» GIVEN REQUEST
Copy the lines below verbatim, but only from the line containing "target: balcony railing" through the end of the data.

» INPUT
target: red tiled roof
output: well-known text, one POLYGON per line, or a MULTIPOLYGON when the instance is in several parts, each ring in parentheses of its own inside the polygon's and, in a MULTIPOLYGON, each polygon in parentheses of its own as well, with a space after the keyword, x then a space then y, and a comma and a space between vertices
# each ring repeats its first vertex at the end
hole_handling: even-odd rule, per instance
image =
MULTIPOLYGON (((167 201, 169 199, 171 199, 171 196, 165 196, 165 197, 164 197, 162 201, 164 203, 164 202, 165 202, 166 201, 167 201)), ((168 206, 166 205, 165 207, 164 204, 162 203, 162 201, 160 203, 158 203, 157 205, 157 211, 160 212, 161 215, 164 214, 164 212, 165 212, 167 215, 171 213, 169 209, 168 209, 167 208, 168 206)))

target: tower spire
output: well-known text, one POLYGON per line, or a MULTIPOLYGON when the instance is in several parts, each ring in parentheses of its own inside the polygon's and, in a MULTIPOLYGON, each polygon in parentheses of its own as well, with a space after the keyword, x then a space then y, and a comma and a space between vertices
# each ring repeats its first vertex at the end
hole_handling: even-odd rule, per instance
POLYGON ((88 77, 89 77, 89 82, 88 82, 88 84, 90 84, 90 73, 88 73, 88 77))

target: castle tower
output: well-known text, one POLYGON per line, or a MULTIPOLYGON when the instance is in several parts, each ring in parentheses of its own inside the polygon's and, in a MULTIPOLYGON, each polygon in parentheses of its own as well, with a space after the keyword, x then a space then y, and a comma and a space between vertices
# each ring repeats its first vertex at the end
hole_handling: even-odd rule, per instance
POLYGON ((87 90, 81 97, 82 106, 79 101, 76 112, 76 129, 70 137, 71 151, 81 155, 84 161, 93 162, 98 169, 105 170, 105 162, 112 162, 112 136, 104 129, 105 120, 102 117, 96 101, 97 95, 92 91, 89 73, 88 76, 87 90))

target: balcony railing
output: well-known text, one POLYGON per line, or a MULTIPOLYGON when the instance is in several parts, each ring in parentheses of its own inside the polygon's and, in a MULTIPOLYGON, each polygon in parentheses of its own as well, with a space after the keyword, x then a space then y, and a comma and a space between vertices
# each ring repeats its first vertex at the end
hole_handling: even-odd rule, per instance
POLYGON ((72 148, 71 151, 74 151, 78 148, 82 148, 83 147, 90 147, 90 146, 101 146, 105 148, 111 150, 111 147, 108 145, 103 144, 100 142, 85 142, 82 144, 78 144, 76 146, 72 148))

» COMPLETED TASK
target: balcony railing
output: well-known text, one POLYGON per line, or a MULTIPOLYGON when the instance is in several parts, each ring in parentheses of its own inside the polygon's and, in a MULTIPOLYGON, each polygon in parentheses of its own as well, with a space after the keyword, x then a space then y, and a comma and a space between vertices
# each ring repeats its first vertex at the end
hole_handling: even-odd rule, per instance
POLYGON ((72 148, 71 151, 74 151, 78 148, 82 148, 83 147, 90 147, 90 146, 101 146, 105 148, 111 150, 111 147, 108 145, 103 144, 100 142, 85 142, 82 144, 78 144, 76 146, 72 148))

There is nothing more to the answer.